Directions for this task: Starting at the line with "Need: tag each instance of the pine" and going on through the line with "Need: tag each instance of the dark", reproduce each line in the records below exactly and nothing more.

·····

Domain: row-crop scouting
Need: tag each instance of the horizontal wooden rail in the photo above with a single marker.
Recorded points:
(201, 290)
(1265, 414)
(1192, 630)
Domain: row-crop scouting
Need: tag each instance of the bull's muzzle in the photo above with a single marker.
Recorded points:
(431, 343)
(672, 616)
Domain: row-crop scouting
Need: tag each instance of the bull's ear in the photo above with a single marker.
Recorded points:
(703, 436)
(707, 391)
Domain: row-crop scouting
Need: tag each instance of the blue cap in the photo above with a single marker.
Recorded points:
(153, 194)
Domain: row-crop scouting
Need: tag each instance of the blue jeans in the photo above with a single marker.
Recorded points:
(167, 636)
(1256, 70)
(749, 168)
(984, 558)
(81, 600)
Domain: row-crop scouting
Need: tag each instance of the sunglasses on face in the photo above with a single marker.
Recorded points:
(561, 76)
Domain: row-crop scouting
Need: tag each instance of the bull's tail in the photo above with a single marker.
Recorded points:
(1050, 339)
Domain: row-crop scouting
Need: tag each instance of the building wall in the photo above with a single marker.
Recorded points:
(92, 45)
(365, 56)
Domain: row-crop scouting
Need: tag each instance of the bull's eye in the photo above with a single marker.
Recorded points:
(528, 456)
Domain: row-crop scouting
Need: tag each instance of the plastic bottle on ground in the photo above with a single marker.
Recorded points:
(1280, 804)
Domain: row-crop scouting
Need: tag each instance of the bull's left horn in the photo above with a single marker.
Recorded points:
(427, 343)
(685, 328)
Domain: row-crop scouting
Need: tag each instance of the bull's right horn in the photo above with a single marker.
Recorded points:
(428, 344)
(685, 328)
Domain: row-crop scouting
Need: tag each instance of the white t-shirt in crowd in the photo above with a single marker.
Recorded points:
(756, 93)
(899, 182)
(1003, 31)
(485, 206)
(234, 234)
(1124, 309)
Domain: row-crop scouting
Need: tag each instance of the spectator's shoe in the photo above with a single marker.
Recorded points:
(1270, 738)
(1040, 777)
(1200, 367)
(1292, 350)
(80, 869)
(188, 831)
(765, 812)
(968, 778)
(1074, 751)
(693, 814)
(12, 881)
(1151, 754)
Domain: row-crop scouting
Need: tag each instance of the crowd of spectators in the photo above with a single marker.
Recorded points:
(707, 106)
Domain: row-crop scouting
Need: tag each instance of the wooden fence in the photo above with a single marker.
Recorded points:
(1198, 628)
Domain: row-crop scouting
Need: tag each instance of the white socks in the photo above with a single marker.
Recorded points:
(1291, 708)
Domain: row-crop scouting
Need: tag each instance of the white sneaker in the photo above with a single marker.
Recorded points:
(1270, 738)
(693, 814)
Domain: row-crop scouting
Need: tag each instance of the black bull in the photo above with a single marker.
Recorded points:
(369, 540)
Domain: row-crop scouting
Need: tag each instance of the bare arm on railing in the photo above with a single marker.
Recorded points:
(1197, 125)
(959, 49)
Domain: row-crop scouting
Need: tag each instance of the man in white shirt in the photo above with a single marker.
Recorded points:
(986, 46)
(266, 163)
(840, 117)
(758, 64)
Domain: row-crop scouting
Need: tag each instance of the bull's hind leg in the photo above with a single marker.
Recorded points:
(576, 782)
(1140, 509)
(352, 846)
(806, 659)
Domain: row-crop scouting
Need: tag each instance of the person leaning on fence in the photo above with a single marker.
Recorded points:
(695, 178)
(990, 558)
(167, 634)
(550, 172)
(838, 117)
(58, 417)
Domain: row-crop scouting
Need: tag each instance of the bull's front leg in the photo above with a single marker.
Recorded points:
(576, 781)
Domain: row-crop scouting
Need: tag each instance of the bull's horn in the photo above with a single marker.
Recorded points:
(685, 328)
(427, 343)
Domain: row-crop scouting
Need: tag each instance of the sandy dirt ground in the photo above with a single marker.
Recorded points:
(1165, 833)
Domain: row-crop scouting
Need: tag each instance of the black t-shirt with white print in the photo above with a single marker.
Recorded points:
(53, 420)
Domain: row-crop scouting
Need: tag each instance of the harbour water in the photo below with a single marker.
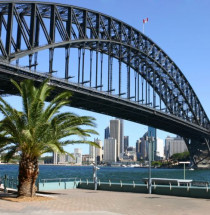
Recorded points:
(115, 174)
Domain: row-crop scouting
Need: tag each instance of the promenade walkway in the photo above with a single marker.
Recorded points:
(89, 202)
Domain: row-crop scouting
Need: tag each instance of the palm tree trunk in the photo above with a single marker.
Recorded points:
(28, 173)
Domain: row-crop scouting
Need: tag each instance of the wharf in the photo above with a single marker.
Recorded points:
(89, 202)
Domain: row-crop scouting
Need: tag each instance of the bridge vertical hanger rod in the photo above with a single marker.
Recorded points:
(52, 37)
(0, 23)
(108, 87)
(120, 76)
(128, 81)
(142, 85)
(101, 71)
(160, 90)
(18, 41)
(51, 56)
(67, 48)
(138, 90)
(83, 64)
(9, 28)
(96, 82)
(111, 67)
(32, 24)
(154, 94)
(32, 28)
(146, 86)
(67, 56)
(30, 60)
(36, 41)
(91, 62)
(135, 73)
(79, 58)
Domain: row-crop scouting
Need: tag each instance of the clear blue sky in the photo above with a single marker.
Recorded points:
(180, 27)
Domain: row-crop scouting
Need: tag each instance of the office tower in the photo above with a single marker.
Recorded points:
(174, 145)
(126, 142)
(78, 156)
(160, 149)
(122, 147)
(92, 153)
(110, 150)
(61, 158)
(152, 133)
(115, 129)
(115, 133)
(144, 147)
(98, 151)
(106, 133)
(138, 149)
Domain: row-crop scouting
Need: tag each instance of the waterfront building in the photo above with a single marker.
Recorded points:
(98, 152)
(143, 147)
(126, 143)
(106, 133)
(122, 147)
(152, 133)
(159, 149)
(138, 149)
(115, 134)
(174, 145)
(110, 150)
(92, 153)
(78, 156)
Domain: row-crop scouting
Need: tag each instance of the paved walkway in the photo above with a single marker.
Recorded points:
(89, 202)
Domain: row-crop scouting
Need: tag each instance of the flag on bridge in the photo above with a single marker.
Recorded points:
(145, 20)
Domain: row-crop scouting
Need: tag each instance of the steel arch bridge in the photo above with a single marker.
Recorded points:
(117, 70)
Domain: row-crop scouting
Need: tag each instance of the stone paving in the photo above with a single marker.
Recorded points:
(89, 202)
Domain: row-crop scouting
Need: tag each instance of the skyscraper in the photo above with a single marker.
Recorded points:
(152, 133)
(106, 133)
(115, 133)
(126, 142)
(110, 150)
(96, 153)
(122, 147)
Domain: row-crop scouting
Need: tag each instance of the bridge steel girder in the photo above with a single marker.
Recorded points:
(86, 29)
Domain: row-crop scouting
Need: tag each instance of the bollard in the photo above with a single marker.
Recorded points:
(134, 185)
(5, 184)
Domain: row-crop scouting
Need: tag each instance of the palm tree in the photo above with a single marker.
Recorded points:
(38, 129)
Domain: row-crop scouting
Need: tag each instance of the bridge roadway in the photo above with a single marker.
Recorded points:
(101, 102)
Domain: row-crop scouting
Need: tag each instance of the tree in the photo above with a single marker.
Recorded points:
(38, 129)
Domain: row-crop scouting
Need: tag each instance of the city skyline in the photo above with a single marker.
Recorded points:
(175, 35)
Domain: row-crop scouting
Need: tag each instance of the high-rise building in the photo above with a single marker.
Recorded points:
(110, 150)
(96, 153)
(159, 149)
(78, 156)
(122, 147)
(144, 147)
(115, 134)
(92, 153)
(152, 133)
(126, 142)
(174, 145)
(106, 133)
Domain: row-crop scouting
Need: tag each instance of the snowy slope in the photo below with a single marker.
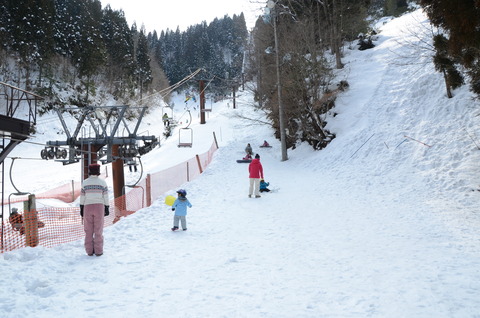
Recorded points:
(375, 225)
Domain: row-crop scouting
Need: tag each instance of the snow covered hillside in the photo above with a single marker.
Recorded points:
(383, 222)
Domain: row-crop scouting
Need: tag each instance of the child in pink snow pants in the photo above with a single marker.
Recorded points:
(94, 206)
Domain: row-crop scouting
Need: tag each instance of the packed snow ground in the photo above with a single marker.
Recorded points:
(375, 225)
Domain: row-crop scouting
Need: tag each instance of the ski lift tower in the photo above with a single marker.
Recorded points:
(18, 116)
(97, 137)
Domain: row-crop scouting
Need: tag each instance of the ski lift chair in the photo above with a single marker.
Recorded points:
(185, 137)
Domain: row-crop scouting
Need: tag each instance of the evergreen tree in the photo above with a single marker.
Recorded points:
(461, 22)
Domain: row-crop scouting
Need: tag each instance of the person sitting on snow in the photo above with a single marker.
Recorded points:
(264, 185)
(249, 150)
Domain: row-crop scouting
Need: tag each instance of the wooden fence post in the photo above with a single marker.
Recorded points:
(199, 164)
(30, 221)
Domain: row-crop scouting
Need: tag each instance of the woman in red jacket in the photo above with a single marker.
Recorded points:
(256, 173)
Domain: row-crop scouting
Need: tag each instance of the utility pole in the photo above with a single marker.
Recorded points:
(202, 102)
(281, 116)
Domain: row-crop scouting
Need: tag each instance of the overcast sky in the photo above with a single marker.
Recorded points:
(160, 15)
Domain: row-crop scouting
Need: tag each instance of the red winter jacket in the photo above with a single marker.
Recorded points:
(256, 170)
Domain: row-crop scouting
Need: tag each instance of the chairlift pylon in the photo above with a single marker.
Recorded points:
(185, 135)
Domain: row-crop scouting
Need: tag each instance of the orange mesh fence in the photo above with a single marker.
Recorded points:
(51, 226)
(68, 193)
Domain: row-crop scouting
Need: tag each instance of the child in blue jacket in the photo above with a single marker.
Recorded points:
(180, 207)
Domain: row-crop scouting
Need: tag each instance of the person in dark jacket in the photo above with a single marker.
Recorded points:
(180, 207)
(255, 170)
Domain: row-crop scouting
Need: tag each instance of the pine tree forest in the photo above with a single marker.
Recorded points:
(288, 60)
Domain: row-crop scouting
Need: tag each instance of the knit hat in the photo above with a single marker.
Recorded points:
(94, 169)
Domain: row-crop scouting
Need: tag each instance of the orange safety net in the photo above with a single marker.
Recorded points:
(52, 226)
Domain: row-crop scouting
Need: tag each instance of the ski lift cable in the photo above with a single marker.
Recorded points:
(174, 86)
(11, 179)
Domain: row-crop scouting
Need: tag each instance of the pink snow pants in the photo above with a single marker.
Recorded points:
(93, 219)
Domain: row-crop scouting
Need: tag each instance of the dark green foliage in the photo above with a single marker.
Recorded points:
(444, 63)
(307, 32)
(461, 22)
(217, 47)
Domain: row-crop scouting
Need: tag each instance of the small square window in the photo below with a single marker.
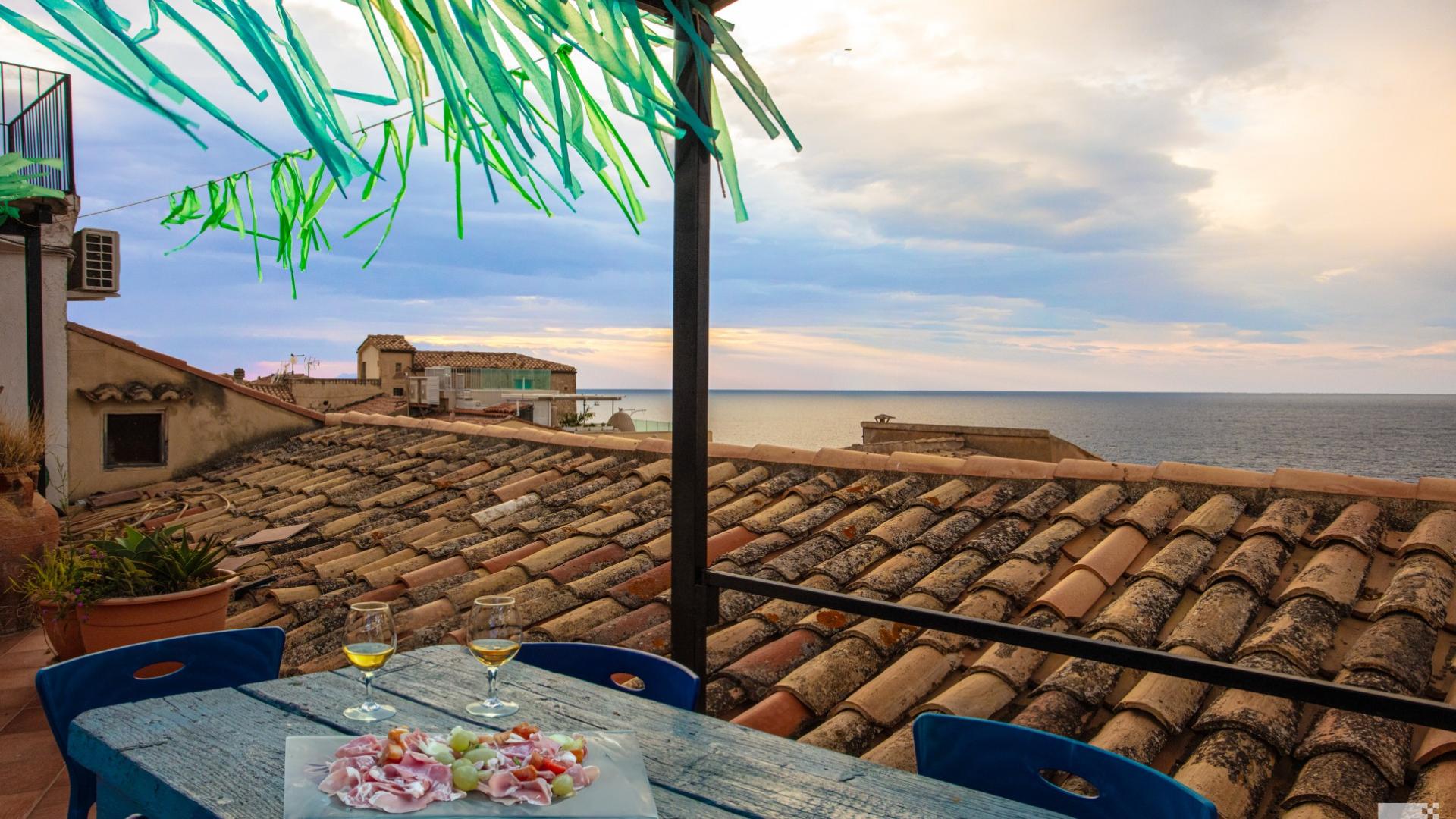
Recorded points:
(134, 439)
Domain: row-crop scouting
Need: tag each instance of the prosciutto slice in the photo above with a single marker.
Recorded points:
(360, 777)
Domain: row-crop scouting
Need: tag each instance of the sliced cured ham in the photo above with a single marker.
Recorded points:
(402, 774)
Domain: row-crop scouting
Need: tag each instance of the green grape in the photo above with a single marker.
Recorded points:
(563, 787)
(465, 776)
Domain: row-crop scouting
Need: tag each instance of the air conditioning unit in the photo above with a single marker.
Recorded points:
(96, 267)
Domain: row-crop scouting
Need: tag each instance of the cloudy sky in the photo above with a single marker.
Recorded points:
(1062, 196)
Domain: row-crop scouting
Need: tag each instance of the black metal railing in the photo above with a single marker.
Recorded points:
(1307, 689)
(36, 121)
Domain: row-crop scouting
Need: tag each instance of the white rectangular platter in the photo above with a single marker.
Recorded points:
(622, 790)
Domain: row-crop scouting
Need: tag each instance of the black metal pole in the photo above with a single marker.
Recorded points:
(691, 594)
(34, 331)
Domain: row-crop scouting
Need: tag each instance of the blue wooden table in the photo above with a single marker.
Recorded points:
(221, 752)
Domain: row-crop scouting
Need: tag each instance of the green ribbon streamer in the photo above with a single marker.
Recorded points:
(511, 121)
(15, 183)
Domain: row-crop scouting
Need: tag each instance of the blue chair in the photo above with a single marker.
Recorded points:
(1006, 761)
(216, 659)
(663, 681)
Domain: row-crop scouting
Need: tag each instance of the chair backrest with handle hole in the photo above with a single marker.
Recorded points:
(1008, 761)
(661, 679)
(215, 659)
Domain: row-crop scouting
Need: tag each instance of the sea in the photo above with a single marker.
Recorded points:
(1385, 436)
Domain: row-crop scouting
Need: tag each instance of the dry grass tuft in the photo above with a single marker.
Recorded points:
(22, 445)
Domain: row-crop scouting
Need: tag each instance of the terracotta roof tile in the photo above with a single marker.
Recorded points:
(1310, 482)
(1385, 744)
(1133, 735)
(1436, 532)
(1436, 490)
(587, 554)
(1094, 506)
(1180, 561)
(1359, 525)
(1169, 700)
(1072, 596)
(780, 713)
(1150, 513)
(1216, 475)
(1213, 519)
(1111, 557)
(1301, 630)
(1084, 469)
(1038, 503)
(990, 466)
(1335, 573)
(1257, 561)
(1346, 781)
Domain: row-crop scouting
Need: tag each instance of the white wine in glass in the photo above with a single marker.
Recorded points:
(492, 635)
(369, 643)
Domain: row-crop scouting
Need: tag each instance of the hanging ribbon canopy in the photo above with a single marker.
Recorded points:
(511, 98)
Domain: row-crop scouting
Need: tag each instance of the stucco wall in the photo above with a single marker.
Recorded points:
(565, 382)
(55, 259)
(199, 428)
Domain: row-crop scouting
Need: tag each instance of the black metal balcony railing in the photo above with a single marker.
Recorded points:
(36, 121)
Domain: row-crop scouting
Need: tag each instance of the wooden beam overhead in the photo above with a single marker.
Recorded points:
(657, 8)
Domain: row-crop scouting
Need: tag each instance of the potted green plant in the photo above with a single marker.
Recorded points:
(53, 585)
(146, 586)
(27, 522)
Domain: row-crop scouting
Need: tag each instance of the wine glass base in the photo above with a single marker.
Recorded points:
(375, 714)
(498, 708)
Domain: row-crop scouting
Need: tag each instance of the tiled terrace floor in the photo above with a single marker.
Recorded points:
(41, 790)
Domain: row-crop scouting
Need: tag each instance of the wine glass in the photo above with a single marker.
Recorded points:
(369, 643)
(492, 635)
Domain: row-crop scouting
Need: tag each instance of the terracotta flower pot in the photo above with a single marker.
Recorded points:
(123, 621)
(63, 632)
(27, 525)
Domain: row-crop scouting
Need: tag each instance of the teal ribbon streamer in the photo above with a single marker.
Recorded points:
(511, 121)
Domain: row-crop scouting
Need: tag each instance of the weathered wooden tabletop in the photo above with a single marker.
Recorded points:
(221, 752)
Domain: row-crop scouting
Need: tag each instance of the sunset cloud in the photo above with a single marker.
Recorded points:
(1128, 194)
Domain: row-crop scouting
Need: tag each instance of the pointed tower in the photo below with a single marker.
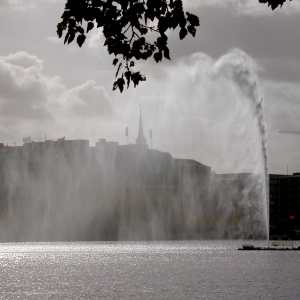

·····

Solution for this exercise:
Need: tag each instance of the pine tree forest in the photo above with a single marker.
Recorded points:
(288, 60)
Domain: row-crop scouting
Need: tag each instance of the knit hat in the photo above with a single marker.
Recorded points:
(94, 169)
Domain: row-crop scouting
Need: tag each instance of the orange safety net in the photo above with a single marker.
Recorded points:
(52, 226)
Domain: row-crop scouting
Need: tag each instance of the ski lift cable in the photo above with a single marker.
Recorded points:
(174, 86)
(11, 179)
Domain: row-crop scouting
Need: tag each instance of the pink snow pants in the photo above with a single marker.
Recorded points:
(93, 219)
Domain: row-crop scouting
Need: tag each instance of the dark green foliage in the photo above with a single marker.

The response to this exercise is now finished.